- WHAT IS REQUIRED
Here is the task for the records below: repeat exactly the lines from the one with "Query: red wristband" to the one with "Query: packed snow surface", both included, and nothing else.

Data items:

----------------

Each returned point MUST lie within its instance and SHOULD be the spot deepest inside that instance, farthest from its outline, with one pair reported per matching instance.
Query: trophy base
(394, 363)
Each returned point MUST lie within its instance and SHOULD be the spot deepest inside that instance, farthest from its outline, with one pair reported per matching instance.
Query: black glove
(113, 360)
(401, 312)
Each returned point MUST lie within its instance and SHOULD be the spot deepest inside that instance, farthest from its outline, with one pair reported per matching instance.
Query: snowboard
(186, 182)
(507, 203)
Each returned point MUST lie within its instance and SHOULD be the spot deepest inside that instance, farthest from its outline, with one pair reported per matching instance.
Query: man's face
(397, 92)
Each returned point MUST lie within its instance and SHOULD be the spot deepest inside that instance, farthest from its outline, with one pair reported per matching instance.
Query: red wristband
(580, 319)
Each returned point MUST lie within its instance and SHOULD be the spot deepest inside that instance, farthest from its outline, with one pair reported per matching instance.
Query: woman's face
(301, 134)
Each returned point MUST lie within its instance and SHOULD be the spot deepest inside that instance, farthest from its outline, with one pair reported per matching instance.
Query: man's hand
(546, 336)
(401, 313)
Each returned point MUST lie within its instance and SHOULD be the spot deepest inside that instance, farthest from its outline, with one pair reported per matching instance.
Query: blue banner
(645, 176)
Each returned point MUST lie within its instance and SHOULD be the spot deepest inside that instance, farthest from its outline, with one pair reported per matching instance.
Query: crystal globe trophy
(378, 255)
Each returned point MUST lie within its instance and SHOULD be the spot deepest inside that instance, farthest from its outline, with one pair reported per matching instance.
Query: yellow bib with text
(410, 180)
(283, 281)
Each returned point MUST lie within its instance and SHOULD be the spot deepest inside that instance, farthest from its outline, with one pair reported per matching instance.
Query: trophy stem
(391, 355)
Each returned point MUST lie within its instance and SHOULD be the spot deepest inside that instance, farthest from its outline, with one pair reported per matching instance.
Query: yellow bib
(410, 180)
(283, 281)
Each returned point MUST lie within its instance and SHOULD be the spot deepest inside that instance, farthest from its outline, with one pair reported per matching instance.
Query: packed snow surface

----------------

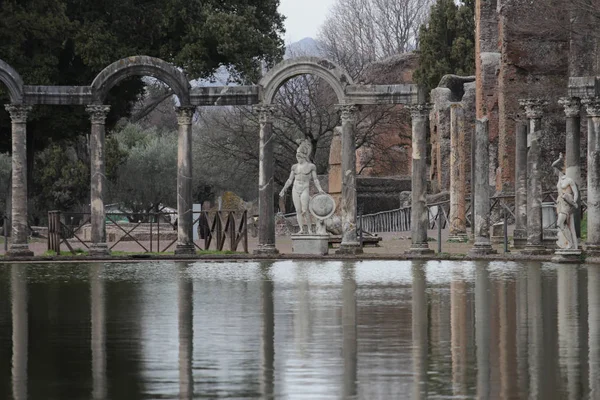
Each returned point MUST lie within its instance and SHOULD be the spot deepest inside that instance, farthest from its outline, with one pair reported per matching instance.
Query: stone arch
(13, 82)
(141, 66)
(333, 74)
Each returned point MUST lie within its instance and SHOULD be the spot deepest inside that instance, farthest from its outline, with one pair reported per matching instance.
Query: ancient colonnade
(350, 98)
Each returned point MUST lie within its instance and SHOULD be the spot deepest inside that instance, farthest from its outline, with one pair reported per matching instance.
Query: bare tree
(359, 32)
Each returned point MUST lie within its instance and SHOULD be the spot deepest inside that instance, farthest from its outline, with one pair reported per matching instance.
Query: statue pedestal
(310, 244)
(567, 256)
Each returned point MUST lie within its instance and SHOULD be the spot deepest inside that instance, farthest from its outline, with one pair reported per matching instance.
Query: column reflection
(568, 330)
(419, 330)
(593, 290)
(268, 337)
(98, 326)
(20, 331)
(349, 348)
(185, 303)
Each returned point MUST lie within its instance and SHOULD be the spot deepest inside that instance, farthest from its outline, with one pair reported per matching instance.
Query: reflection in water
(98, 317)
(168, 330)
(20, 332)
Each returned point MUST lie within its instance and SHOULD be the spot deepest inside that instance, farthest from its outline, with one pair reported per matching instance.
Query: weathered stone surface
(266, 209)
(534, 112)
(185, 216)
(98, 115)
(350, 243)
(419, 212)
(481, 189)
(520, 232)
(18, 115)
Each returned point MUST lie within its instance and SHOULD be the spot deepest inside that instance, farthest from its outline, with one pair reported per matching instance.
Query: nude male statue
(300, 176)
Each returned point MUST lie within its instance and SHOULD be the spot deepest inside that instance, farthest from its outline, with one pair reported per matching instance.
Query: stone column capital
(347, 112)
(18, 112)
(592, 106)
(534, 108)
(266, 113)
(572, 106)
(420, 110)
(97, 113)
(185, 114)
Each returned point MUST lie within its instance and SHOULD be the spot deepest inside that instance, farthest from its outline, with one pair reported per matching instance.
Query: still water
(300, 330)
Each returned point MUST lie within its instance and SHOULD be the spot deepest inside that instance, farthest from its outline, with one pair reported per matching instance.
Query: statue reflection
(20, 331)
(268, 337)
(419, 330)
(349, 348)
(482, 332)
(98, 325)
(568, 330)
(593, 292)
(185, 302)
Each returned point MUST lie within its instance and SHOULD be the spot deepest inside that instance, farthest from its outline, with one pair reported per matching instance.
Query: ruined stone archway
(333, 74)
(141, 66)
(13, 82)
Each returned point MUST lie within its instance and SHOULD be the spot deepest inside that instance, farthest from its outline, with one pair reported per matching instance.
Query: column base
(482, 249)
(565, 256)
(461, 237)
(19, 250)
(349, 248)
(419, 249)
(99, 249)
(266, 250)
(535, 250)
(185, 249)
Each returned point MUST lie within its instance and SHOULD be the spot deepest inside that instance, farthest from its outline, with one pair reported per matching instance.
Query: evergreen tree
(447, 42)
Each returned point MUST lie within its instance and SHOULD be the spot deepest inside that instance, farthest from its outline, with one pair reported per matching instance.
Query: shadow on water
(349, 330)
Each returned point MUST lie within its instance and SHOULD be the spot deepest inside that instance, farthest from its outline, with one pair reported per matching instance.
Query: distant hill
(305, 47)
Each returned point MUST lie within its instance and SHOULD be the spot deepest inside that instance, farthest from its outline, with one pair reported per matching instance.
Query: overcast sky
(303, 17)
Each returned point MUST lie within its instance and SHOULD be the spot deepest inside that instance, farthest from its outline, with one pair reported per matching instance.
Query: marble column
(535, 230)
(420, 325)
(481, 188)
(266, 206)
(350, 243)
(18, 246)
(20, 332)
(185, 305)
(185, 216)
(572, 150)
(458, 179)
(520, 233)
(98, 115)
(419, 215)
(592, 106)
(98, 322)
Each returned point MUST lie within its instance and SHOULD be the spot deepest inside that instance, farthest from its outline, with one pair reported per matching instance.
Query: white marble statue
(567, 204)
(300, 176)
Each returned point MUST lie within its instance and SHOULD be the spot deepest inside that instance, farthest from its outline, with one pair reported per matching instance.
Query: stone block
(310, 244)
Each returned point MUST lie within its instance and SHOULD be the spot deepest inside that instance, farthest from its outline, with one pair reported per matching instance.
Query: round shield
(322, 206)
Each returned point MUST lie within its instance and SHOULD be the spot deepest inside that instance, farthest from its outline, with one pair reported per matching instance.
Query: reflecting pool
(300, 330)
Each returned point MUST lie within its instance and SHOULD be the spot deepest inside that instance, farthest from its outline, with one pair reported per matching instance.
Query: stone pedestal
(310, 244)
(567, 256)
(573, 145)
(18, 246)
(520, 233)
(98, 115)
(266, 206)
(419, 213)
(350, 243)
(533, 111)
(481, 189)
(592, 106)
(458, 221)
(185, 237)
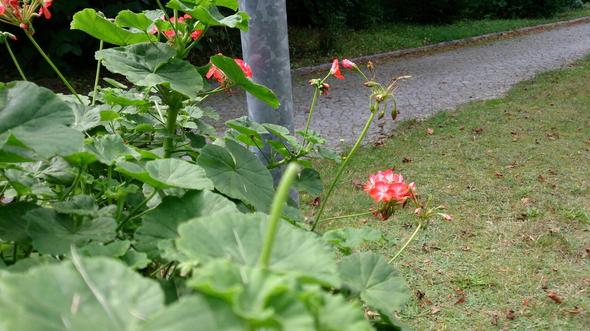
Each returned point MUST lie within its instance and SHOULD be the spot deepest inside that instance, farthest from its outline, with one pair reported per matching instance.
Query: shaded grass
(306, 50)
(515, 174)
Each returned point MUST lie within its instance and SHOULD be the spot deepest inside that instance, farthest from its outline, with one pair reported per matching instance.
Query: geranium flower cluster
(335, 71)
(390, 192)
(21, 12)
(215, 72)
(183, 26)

----------------

- TASK ANSWER
Query: red wristband
(580, 319)
Each returned point MUST lie within its instance and SHOULD be the spot deepest inside that instance, farthest from its outline, with one pair reported per matching instance.
Query: woman's face
(301, 134)
Each returned point MUST lie within its instance and SHOULD be the spot deepest inside that instance, farthest from its outline, with one pair reported per matching instance.
Query: man's hand
(546, 336)
(401, 313)
Each returned point MUST lie within its instance and SHOULD be the spot deepest inside that instance, farthest from its outline, with one pair reported per matching instance.
Query: blue banner
(645, 176)
Each returned point MUST lie within its instance and SHOULD be the spot deepest inside that instance, farthest from its outline, with one pair reported per matching instance.
Query: crystal globe trophy
(378, 255)
Each returned point MUST lie within its instance and SHOULD be the spot deepest inside that instance, farthest from its outline, with one pair reported per matching instance.
Query: yellow bib with text
(410, 180)
(283, 281)
Each returned point MUST lie within its instance and SHOULD be the spot deepest inside that instance, farthest from its outline, with one pair reported per matching instance.
Query: trophy stem
(391, 355)
Each returned point MUST lie within its instance and SHOULD be the spot deepest inside that instance, farthest from its outline, with one pair reported per matching instance.
Query: yellow bib
(410, 180)
(283, 281)
Each returned point MUST lie within its instance and SHOULD be the spot deepest inside that instance, farthest from its outline, with one pair reported per matching instance.
Query: packed snow surface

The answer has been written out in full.